Given problem
Convert the lines from the one with "Put a dot on every instance of the golden" up to and including the one with "<point>627,397</point>" into a JSON list of strings, one string per line, omitting any blank lines.

(Items listed in a dataset)

□ □ □ □ □

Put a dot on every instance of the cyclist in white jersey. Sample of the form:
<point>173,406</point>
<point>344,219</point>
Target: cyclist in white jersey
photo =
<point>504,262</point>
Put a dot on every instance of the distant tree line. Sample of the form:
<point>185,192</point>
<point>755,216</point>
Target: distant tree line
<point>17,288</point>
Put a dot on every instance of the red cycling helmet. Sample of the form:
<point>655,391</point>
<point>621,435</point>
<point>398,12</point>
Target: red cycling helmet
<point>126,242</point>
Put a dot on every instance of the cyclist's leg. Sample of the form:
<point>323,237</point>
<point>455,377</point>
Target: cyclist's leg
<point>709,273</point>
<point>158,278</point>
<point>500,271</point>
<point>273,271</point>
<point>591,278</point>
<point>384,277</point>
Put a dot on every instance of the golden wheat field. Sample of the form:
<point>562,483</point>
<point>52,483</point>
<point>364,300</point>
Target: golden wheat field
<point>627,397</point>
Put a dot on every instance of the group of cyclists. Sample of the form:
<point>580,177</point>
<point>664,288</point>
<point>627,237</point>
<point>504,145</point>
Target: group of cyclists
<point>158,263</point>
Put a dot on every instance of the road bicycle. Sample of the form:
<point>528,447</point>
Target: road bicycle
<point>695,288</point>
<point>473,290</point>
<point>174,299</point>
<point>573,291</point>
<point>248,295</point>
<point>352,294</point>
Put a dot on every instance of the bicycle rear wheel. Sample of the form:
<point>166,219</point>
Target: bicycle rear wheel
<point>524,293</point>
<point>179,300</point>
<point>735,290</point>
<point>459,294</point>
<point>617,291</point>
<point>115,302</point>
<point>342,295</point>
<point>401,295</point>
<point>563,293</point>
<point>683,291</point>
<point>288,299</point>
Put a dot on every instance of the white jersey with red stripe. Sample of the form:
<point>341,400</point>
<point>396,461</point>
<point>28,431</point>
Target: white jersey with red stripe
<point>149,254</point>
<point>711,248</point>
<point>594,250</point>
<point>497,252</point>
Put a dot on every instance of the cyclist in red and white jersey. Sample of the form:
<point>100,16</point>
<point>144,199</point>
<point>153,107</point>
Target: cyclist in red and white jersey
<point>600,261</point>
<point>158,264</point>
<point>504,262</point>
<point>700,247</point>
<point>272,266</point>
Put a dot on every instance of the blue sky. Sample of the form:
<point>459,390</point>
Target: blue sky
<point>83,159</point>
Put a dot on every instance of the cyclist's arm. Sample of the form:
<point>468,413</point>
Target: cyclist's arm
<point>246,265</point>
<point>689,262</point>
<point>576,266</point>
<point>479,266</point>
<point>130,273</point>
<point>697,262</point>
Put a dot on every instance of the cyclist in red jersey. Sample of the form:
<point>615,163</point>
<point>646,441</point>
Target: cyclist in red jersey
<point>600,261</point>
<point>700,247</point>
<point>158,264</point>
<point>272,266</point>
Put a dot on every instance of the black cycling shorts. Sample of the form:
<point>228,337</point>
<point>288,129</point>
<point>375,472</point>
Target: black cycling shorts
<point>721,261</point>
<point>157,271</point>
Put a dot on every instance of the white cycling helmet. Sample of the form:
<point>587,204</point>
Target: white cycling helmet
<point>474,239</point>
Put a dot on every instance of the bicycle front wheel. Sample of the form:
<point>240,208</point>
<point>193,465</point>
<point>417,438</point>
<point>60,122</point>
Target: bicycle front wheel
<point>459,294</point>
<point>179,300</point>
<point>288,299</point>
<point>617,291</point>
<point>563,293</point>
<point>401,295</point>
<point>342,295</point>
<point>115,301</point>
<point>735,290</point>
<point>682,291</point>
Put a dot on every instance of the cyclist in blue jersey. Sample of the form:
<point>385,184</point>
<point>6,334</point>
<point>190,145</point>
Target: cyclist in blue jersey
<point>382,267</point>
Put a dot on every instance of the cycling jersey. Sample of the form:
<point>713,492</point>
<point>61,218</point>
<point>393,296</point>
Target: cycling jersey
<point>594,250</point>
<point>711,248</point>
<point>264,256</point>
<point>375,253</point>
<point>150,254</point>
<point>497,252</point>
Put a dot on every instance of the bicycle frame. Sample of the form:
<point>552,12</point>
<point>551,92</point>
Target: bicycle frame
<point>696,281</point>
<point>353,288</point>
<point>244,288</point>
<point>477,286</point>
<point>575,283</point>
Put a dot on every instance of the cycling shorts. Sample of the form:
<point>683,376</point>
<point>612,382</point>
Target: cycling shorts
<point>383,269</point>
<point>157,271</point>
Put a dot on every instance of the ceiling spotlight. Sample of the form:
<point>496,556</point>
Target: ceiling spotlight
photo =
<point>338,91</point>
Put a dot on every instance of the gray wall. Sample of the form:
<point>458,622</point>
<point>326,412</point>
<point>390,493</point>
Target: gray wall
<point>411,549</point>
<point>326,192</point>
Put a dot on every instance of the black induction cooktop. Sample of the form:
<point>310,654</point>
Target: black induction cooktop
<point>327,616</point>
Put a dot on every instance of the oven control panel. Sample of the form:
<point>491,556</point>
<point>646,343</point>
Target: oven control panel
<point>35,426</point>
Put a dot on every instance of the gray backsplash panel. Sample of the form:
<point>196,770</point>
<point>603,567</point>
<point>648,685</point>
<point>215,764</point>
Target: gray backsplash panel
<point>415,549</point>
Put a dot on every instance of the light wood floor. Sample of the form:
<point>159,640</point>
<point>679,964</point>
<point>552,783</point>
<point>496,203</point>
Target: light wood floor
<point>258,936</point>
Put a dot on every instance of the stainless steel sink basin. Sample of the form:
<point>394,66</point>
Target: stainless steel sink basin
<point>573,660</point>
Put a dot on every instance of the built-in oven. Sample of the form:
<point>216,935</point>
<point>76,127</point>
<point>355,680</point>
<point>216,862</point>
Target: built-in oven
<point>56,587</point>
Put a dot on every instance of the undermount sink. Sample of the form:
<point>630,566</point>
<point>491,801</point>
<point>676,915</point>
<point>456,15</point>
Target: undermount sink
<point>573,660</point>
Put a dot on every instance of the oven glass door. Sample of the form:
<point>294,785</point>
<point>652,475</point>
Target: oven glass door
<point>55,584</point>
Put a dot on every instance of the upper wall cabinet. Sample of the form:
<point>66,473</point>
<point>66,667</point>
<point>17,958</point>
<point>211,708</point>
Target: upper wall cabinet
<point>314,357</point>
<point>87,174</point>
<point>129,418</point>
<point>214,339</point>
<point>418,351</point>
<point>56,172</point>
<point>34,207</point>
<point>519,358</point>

□ □ □ □ □

Right answer
[
  "Put a dot on every instance of the golden wheat field. Sample of the form:",
  "<point>562,483</point>",
  "<point>52,483</point>",
  "<point>364,300</point>",
  "Target: golden wheat field",
  "<point>627,397</point>"
]